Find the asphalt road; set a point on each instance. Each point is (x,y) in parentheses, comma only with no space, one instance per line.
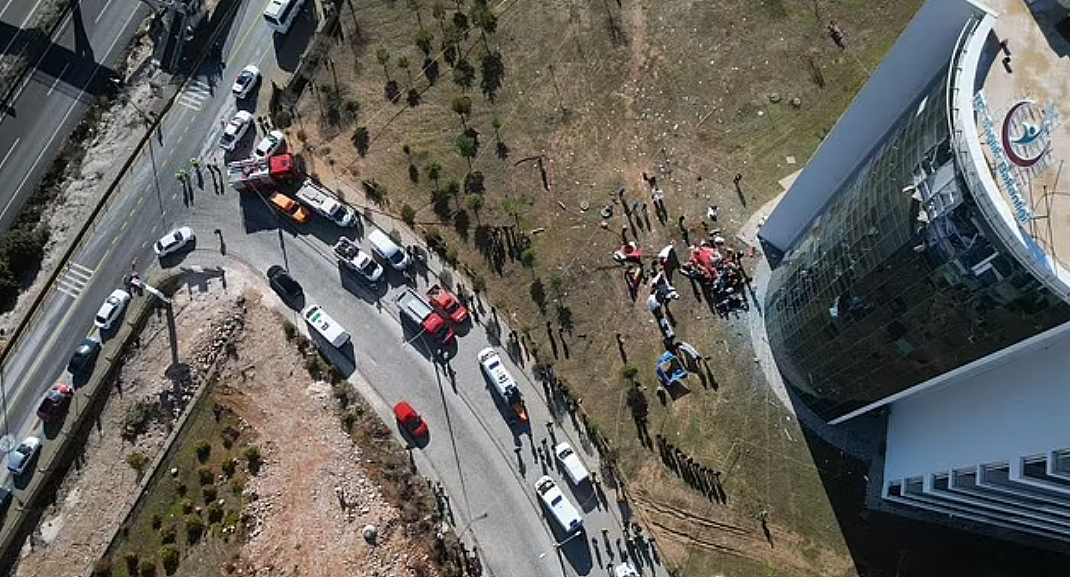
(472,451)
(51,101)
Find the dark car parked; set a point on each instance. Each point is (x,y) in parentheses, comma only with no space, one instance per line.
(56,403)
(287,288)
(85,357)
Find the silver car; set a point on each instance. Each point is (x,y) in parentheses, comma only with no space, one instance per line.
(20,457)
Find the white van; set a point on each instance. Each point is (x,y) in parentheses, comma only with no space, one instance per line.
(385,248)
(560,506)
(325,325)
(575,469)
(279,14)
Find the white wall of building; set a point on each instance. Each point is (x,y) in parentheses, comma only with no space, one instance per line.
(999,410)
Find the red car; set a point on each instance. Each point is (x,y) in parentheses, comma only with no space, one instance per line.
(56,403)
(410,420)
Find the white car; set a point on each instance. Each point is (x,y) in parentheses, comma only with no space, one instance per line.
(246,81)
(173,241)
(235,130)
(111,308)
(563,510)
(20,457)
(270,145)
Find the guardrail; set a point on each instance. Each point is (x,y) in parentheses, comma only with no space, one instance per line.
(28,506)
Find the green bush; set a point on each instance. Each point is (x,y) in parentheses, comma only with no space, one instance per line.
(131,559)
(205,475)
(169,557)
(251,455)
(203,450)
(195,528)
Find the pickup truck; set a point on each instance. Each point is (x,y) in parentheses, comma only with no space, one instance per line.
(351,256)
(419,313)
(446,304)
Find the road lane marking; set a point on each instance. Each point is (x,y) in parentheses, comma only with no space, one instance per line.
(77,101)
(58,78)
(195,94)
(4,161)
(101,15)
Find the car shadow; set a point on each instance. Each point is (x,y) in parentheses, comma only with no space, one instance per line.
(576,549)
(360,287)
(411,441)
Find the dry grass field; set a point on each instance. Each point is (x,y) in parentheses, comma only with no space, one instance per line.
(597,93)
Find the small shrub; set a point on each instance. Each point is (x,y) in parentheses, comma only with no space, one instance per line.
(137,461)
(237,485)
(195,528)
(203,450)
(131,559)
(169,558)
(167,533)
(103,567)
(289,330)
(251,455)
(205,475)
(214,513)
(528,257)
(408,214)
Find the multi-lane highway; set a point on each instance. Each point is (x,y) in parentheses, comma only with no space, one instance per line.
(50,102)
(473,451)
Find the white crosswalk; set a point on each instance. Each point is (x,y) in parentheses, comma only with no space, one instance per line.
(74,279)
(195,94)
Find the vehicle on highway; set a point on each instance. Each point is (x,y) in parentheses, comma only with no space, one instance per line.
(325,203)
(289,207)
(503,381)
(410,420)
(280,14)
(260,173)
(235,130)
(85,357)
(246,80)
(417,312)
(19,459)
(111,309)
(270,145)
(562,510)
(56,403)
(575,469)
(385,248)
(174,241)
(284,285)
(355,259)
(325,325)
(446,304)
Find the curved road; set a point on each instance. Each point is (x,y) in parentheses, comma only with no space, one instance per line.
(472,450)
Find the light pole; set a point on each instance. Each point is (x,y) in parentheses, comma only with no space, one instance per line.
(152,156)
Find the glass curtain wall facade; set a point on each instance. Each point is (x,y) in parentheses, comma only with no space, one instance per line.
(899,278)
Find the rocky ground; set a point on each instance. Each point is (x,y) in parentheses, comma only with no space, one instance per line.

○ ○ ○

• **Task instructions**: Images in the data above are to be skipped. Retype all other material exactly.

• **Task response**:
Find the asphalt road; set a point on each instance. Each point is (x,y) in parentheses, comma only with no space, one instance per line.
(472,451)
(51,101)
Find the dark car parked; set a point on each instance. Each point is (x,y) in parentheses, comma only with no space, one instance per line.
(56,403)
(287,288)
(85,357)
Find the silver car; set a point on each instance. Each point is (x,y) in parentheses, comma only with no space, one instance per line.
(20,457)
Find the white van; set a point on each instance. Each point is (x,y) in parentheses, comma only with no space, one instance per line.
(385,248)
(560,506)
(325,325)
(575,469)
(279,14)
Find the white wall of building; set a point on each instance. Each point is (x,y) in parentheses, comma only with no space, one instance per line.
(999,410)
Find the red car; set a point on each instance. Each point is (x,y) in parentheses, comma only with no space, one instance per line.
(56,403)
(410,420)
Find the white car; set a point on each instance. Each point is (x,y) in parentheses, comma only with no space, one instance per line.
(246,81)
(173,241)
(235,130)
(111,308)
(563,510)
(20,457)
(270,145)
Find the guardrail; set a point on each instance. Each point is (x,y) in parentheses, comma only with no space, one instance per line.
(28,506)
Find the green bush; set a point on each instance. Each point is (x,y) in parentheses, comma only with no space, one instance per line.
(131,559)
(205,475)
(169,557)
(251,455)
(203,450)
(195,528)
Find the pickup truck; set a point on each instance. Each point is (x,y) in parentheses, comma only with no space, one instance per line.
(351,256)
(419,313)
(446,304)
Find the road lane marking; set a point on each instance. Each point is (x,y) in parentheses, comma only with no space, one instance per line.
(77,101)
(58,78)
(195,94)
(4,161)
(101,15)
Find the car shadow; set a point on each instance. Each point is (x,y) in parentheses, comma only with no space, one instance per line.
(576,549)
(360,287)
(411,441)
Find the dry grass field; set a point on each instance. Each point is (x,y) in parentheses, comma only with no space, one instance per line.
(597,93)
Find the small shrub; set a point on each instance. Each point is (x,y) in parentheses, comma only with no space, one instance per line.
(137,461)
(237,485)
(195,528)
(203,450)
(131,559)
(169,558)
(167,533)
(103,567)
(289,330)
(251,455)
(205,475)
(214,513)
(528,257)
(408,214)
Find the multi-lane highway; set a point on each instance. Each point is (x,y) in parentheses, comma only with no space, one instance per line.
(50,102)
(473,451)
Find the white crosswalk; set a point on each instance. Each point is (x,y) in parentheses, comma only with no space, one instance per line.
(74,279)
(195,94)
Find the vehicle on highway; set a point on each instance. Each point is (x,y) in parentheses, comma only with no space, one instance per line.
(325,203)
(289,207)
(503,381)
(410,420)
(280,14)
(260,173)
(235,130)
(85,357)
(246,80)
(417,312)
(19,459)
(111,309)
(270,145)
(562,510)
(56,403)
(575,469)
(385,248)
(174,241)
(284,285)
(355,259)
(325,325)
(446,304)
Find the curved road; set a point on each instance. Each point is (x,y) in parentheses, comma only with no space, one instance per line.
(472,450)
Find the light pole; set a point on each instance. Each point is (x,y) in parentheses, comma only with no space, one instance per line.
(152,156)
Find the glass curtain wall facade; set a point on each instance. Each point is (x,y) in parentheses, comma only with no space, one instance per line.
(899,278)
Find the rocky ground; set a point on each instance. Each point is (x,y) in parentheses, comma only with no space, one instance per line.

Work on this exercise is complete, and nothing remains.